- Ziel:
Schreib die Zeilen von der Zeile mit "Target: sheep's front leg" bis einschließlich der letzten Zeile noch einmal ab. Setz dabei "short grass" anstelle von "green grass" und lass alles andere unverändert.

- Zeilenauszüge:
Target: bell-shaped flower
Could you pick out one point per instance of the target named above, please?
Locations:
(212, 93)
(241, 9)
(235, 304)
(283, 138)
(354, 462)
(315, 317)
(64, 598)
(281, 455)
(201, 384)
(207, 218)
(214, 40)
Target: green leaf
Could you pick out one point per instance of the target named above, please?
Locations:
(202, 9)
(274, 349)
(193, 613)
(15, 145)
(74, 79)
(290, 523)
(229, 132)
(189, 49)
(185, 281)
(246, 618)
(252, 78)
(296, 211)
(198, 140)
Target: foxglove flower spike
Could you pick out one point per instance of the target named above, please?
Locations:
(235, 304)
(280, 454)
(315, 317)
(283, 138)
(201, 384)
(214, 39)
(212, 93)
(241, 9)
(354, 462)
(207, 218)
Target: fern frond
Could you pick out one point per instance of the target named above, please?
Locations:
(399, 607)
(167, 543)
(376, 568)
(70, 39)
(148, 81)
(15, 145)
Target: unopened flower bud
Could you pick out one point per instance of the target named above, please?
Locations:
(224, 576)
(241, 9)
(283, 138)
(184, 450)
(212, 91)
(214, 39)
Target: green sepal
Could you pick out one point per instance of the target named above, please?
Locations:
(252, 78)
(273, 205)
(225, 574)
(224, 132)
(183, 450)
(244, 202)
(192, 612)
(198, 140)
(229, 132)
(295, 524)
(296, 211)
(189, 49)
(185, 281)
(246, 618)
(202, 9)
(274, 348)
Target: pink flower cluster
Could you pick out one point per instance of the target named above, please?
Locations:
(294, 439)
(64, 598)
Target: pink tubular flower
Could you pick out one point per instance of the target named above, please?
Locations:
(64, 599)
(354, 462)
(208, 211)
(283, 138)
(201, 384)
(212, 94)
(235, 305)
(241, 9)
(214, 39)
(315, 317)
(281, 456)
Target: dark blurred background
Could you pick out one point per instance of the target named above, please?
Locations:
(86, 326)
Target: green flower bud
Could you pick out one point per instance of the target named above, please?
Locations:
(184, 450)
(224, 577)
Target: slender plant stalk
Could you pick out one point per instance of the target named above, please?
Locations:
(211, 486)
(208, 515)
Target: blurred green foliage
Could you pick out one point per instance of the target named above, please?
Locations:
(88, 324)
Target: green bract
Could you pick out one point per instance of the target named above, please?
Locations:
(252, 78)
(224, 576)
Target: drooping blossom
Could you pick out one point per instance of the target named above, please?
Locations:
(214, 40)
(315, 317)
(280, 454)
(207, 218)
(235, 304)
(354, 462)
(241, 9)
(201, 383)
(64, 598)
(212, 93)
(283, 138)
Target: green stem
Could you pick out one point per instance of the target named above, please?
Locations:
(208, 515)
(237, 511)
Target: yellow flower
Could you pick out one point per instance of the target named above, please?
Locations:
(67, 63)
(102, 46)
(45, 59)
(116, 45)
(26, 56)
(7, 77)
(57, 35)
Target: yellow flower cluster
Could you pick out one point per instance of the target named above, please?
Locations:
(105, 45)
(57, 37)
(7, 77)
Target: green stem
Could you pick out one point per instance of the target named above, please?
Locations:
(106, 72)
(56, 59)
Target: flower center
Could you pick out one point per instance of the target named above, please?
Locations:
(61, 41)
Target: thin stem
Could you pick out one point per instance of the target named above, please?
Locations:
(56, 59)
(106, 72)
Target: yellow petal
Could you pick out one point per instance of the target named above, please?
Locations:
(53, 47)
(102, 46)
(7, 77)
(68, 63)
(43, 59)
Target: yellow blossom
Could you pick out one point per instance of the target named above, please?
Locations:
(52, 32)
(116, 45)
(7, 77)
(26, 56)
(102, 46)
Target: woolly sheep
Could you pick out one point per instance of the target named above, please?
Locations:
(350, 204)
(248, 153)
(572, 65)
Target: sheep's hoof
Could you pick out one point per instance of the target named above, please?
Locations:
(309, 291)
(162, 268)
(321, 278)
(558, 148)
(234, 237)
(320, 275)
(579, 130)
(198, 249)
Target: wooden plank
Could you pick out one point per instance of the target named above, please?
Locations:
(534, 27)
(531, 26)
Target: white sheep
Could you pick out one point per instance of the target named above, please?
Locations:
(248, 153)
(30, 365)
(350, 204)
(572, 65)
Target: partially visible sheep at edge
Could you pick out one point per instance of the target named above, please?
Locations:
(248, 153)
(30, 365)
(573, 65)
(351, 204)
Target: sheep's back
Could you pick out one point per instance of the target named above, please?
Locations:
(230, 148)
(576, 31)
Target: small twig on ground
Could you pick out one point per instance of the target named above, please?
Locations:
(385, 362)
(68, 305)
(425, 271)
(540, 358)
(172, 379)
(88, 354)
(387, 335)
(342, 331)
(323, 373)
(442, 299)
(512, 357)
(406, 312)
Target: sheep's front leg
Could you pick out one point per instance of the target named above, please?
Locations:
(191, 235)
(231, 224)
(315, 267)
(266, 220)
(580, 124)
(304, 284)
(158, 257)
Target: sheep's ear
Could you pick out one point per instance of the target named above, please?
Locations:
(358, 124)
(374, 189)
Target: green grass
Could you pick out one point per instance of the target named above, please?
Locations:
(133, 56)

- Vollständige Antwort:
Target: sheep's front leg
Could you pick out one point per instance of the target named above, please?
Locations:
(191, 235)
(231, 224)
(315, 267)
(266, 220)
(580, 124)
(304, 284)
(158, 257)
Target: sheep's ear
Could you pick out one point per instance of the target named above, please?
Locations:
(358, 124)
(374, 189)
Target: short grass
Could you pick out one point per instance of the target named above, please?
Locations:
(133, 56)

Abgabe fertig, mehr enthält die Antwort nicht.